▶ [SHORT PROBLEM]: Please copy exactly the lines that begin with the one containing "target | sponsor logo on guernsey" and end with the last line of the entries.

[Coordinate annotation entries]

=-=-=

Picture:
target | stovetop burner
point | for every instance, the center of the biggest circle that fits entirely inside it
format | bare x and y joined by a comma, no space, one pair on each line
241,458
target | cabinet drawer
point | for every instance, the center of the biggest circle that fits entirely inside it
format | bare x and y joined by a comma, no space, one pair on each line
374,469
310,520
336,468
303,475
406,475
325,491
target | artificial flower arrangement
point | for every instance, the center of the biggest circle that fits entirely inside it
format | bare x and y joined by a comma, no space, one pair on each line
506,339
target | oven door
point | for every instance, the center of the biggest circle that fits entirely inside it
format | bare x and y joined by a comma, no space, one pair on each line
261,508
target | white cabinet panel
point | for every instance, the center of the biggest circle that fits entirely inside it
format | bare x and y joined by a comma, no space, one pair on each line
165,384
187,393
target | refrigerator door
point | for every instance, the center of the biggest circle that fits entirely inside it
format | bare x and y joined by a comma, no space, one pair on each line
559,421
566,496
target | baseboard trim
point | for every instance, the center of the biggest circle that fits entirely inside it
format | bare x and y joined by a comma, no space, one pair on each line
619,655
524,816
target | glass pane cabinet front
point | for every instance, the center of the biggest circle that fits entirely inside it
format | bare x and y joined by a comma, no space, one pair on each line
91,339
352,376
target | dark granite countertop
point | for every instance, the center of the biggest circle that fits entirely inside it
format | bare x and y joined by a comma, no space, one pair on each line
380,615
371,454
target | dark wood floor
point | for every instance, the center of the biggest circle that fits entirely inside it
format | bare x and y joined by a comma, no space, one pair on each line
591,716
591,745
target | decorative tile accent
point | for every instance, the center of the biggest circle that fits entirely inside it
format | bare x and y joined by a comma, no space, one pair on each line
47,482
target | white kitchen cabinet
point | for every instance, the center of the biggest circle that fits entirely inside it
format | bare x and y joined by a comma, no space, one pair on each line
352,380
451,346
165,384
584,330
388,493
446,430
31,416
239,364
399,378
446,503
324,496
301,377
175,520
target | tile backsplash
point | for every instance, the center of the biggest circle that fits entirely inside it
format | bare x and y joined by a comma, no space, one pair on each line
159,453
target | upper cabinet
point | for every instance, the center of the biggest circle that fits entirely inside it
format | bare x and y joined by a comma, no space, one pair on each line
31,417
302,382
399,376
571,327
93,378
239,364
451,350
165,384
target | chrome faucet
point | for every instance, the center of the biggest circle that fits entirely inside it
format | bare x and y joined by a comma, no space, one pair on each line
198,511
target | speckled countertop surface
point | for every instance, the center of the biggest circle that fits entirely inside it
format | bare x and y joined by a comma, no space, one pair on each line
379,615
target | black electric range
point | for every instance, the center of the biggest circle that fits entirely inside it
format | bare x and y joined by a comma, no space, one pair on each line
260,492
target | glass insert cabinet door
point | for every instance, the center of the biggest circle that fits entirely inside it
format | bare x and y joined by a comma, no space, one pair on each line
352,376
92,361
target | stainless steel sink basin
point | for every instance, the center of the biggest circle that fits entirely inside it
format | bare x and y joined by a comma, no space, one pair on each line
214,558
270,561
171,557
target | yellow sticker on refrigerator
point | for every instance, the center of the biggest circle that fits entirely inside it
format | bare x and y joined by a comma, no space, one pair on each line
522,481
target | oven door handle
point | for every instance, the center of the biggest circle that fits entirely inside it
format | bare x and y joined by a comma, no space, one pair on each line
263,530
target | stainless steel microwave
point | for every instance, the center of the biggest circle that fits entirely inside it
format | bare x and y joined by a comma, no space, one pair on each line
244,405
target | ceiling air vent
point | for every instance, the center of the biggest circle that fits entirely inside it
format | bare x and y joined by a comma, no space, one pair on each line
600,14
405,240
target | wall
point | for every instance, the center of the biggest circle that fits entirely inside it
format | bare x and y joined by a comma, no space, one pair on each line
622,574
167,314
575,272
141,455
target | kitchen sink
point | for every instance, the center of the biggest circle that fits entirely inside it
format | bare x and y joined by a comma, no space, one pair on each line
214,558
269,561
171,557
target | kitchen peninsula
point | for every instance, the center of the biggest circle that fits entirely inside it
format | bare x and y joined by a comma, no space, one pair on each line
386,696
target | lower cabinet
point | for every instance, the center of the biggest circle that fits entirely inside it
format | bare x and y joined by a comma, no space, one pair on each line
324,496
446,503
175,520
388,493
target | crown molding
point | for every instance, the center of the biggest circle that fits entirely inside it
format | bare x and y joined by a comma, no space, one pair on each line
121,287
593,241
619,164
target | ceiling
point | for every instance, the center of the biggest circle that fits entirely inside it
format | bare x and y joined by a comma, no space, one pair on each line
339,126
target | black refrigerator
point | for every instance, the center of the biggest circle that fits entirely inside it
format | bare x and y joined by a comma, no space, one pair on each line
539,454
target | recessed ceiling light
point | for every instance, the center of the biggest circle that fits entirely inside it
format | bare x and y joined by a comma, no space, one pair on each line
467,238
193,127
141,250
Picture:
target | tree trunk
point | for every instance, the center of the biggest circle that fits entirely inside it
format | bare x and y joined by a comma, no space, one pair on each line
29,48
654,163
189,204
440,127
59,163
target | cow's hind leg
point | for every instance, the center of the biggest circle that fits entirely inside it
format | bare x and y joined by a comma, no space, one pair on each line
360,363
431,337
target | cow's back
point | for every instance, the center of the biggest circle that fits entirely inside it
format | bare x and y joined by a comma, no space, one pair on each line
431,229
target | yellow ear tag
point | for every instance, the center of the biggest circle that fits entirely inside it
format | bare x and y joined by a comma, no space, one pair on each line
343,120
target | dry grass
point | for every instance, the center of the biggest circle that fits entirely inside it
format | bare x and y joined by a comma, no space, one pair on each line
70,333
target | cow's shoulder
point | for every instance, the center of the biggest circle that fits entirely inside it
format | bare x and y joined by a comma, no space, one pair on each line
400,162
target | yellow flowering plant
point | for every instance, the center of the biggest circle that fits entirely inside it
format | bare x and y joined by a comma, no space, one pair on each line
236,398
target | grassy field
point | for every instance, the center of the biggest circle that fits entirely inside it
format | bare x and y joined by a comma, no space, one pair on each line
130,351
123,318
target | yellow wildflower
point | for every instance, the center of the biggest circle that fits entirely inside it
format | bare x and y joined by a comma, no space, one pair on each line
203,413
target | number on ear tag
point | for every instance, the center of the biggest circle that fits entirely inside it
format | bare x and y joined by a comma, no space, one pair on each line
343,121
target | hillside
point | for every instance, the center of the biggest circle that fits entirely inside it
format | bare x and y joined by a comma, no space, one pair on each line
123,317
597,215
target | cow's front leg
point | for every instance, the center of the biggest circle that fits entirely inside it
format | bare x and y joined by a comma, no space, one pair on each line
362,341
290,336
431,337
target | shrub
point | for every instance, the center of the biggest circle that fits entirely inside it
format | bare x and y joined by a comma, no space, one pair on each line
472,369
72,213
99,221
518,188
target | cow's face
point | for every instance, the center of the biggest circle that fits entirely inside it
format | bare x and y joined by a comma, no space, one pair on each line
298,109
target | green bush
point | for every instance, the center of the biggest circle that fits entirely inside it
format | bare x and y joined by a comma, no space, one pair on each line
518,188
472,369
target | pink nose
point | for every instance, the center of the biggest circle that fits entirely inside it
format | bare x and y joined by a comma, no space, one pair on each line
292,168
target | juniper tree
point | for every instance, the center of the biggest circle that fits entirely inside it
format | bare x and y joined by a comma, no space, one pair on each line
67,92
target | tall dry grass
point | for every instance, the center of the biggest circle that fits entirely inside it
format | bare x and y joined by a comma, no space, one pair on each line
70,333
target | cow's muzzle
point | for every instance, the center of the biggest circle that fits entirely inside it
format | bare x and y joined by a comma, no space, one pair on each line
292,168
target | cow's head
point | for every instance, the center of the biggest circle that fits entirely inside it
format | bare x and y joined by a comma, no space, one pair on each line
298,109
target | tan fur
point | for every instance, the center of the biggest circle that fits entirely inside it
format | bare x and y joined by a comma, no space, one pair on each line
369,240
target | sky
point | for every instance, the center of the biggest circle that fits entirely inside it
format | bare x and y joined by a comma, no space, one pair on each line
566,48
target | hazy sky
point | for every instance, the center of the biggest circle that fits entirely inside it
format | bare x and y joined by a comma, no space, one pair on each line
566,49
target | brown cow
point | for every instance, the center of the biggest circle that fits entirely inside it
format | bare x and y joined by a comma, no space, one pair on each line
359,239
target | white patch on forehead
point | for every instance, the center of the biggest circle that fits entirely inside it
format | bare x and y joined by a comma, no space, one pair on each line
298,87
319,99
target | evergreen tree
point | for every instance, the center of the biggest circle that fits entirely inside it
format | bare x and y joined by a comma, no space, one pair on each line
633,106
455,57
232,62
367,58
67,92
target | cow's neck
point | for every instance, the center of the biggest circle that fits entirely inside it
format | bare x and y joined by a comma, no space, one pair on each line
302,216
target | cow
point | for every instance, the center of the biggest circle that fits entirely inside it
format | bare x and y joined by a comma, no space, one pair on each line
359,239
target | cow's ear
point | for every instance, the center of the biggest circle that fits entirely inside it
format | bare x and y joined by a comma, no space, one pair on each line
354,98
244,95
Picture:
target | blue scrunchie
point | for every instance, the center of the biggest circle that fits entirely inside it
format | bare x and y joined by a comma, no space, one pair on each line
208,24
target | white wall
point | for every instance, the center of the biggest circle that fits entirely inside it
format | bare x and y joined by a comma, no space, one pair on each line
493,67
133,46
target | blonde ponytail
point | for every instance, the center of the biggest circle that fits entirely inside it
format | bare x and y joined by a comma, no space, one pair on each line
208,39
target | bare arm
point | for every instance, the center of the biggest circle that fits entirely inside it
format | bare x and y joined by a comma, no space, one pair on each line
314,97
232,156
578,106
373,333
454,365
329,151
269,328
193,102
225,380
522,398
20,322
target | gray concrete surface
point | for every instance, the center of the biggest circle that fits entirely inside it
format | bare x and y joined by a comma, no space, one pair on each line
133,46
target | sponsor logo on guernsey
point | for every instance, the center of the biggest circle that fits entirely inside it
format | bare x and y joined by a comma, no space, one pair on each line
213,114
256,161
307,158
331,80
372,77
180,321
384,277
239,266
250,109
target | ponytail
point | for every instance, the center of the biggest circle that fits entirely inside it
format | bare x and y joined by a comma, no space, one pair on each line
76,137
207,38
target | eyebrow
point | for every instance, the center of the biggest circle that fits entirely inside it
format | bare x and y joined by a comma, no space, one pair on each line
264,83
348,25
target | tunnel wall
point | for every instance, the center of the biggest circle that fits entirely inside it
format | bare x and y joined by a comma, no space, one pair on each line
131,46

=-=-=

▶ [THE ANSWER]:
target | sponsor logo on guernsey
point | for every instance, the center of the biggest circle that fits entirely inside it
format | bare x and y joined by a comma, no space, one pair on each line
213,114
256,161
307,158
331,80
372,77
180,321
384,277
239,266
250,109
target | ponytail
point | for every instance, the center of the biggest circle that fits entirely inside it
format | bare x and y joined by a comma, no space, one pair on each line
76,137
207,38
target | eyebrow
point | for every instance, the center of the biggest circle that fits entirely inside it
format | bare x and y joined by a comma, no space, one pair on each line
264,83
348,25
target | tunnel wall
point | for every instance, the center of the biggest circle that fits entirely inside it
format | bare x and y joined by a comma, no space, one pair on each line
131,46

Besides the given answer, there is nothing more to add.